**PROBLEMS TO SOLVE**
a) For the column on idiots and evil people below, decide whether each statement agrees with it, answering yes or no and quoting the words that settle it: (i) The Krauthammer quote came from a 2002 opinion column. (ii) The former official in Alabama called Hillary Clinton the idiot. (iii) Krauthammer held that conservatives are naive about human nature.
b) Write the next part of the column on idiots and evil people, picking up right after its final sentence.

**SUPPLIED PASSAGE**
^^^^^^^^

One Nation, of Idiots and Evil People

Maybe what divides Americans isn't what they believe, but where they are.

Shades of gray, we are not.

Photographer: Justin Sullivan/Getty Images

There's a somewhat self-congratulatory saying among conservative intellectuals to the effect that ... well, I'll just let conservative intellectual Charles Krauthammer say it:

Conservatives think liberals are stupid. Liberals think conservatives are evil.

In the 2002 opinion column from which this quote was taken, Krauthammer called this a "fundamental law," and he argued that it stemmed from the fact that liberals are naive about human nature and conservatives are realists (and thus favor policies that liberals consider unduly cruel, even evil). But when somebody repeated the saying to me last week, I was immediately reminded of a conversation I had in Alabama last fall. The pragmatic former small-town elected official I was visiting had shaken his head in contemplation of the upcoming presidential election, then called it "a contest between an idiot and an evil person."

The idiot was Donald Trump, the evil person Hillary Clinton. Which has gotten me thinking: Maybe the stupid/evil dichotomy has less to do with political philosophy than with where you are and what almost everyone around you thinks.

^^^^^^^^

**SOURCE MATERIAL**
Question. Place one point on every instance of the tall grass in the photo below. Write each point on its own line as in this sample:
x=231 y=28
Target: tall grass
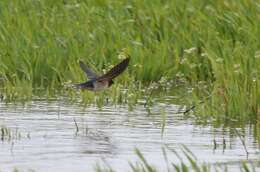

^^^^^^^^

**RESULTS IN ORDER**
a)
(i) Yes: "In the 2002 opinion column from which this quote was taken"
(ii) No: "The idiot was Donald Trump, the evil person Hillary Clinton."
(iii) No: "liberals are naive about human nature and conservatives are realists"

b)
If you're a conservative intellectual of national repute, chances are you spend most of your time in New York, Washington or on a college campus. This means you are surrounded by liberals (I'm using the term, as Krauthammer did, in the U.S. sense of left of center, not the free-minds, free-markets definition that prevails in most of the rest of the world) in your neighborhood, at dinner parties, at school events, in television green rooms and maybe even at the office. You have so many dealings with these people that, however much they may irritate you sometimes, you don't see them as evil because they so obviously aren't.

This is not because liberals are especially nice. It's just that -- while under certain circumstances, often under the pressure of group dynamics, we humans can do awful, awful things -- most of us aren't evil. (No, I don't have any data to back this one up. But it seems right. Right?) So if you're a conservative and have constant interactions with people that you know are liberal, you also know they're generally not evil. And so, because their political positions are different from yours, you find other ways to explain their clearly erroneous thinking.

Meanwhile, if you're a liberal in New York, Washington or a college campus, you're not surrounded by conservatives, and you may not know that the nice person you run into while walking the dog harbors right-wing political sentiments because people with extremely unpopular views tend to keep quiet about them unless they're in a safe space like 1211 Avenue of the Americas. 1  When you don't know any conservatives, or think you don't, it's much easier to ascribe malicious motives to them. And so Krauthammer's law generally holds, in Krauthammer's world.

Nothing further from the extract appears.